# [Your task]
Reproduce, without any change, every line below from the one containing "of the ceiling" down to the final line.

·····

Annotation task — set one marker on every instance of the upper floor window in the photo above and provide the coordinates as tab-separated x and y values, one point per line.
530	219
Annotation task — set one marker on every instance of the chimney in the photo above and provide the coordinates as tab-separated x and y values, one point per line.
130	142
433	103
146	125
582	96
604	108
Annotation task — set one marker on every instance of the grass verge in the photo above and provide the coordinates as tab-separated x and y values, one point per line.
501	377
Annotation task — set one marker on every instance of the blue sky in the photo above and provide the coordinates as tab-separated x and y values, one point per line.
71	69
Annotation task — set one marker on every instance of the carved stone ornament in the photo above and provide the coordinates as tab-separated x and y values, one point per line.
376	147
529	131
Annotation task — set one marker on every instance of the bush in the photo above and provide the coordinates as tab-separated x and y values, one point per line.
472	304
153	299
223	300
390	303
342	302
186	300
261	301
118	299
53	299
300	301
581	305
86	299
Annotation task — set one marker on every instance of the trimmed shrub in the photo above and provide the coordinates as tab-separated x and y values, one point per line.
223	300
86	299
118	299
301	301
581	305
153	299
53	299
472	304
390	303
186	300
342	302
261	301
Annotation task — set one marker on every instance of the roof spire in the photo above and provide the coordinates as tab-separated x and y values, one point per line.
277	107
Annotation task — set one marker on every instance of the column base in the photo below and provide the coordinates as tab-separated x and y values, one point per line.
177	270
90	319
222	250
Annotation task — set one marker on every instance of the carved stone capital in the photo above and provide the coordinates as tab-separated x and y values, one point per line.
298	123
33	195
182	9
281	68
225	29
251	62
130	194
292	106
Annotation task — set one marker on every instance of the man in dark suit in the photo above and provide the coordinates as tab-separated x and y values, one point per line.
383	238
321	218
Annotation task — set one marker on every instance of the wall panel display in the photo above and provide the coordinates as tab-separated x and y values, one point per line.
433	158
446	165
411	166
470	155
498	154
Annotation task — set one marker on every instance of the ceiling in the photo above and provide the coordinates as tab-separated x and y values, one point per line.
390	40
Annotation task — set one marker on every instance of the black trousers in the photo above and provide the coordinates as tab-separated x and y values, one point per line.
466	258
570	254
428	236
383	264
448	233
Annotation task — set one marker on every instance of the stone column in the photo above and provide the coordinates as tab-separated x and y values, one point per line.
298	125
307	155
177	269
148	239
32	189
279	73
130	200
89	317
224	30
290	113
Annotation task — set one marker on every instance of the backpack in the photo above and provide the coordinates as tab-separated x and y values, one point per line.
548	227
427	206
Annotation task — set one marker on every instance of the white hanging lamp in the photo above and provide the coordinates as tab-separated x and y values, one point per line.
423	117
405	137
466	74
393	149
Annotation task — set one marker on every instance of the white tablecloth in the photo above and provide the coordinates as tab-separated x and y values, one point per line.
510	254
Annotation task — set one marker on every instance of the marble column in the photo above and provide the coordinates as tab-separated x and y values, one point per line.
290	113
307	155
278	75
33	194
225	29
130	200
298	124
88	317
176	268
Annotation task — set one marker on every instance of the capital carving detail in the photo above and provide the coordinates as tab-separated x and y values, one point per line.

·····

# [Finished task]
Annotation task — set one marker on every instance of the ceiling in the photo above and provide the coordinates as tab-separated x and y values, one point per line.
390	40
Annotation task — set one marker on every instance of the black trousers in the photo above and provide the coordinates as tab-separated x and y values, one point per line.
466	258
570	254
428	236
383	264
448	233
Annotation task — set one marker on every instance of the stone column in the photo above and provide the coordinates as tab-separated x and y values, one point per line.
298	125
307	155
177	269
148	239
32	189
279	73
130	200
89	317
224	30
290	113
Annotation task — set one marker on every instance of the backpack in the photo above and provide the coordinates as tab-separated x and y values, one point per line.
548	227
427	206
Annotation task — set one marker on every instance of the white hanging lamp in the photo above and provide the coordinates as tab-separated x and y values, one point per line.
423	117
405	137
466	74
393	149
Annotation task — set one marker on every instance of the white tablecloth in the photo above and provide the coordinates as tab-separated x and y values, one point per line.
510	254
Annotation task — set one marker on every instance of the marble column in the photo above and provide the coordinates as tab-separated x and y values, one point per line.
290	113
307	155
278	75
33	194
225	29
130	200
298	124
88	317
176	268
Annotation task — set one marker on every instance of the capital carving detail in the photo above and provide the coordinates as tab-separated x and y values, one point per line.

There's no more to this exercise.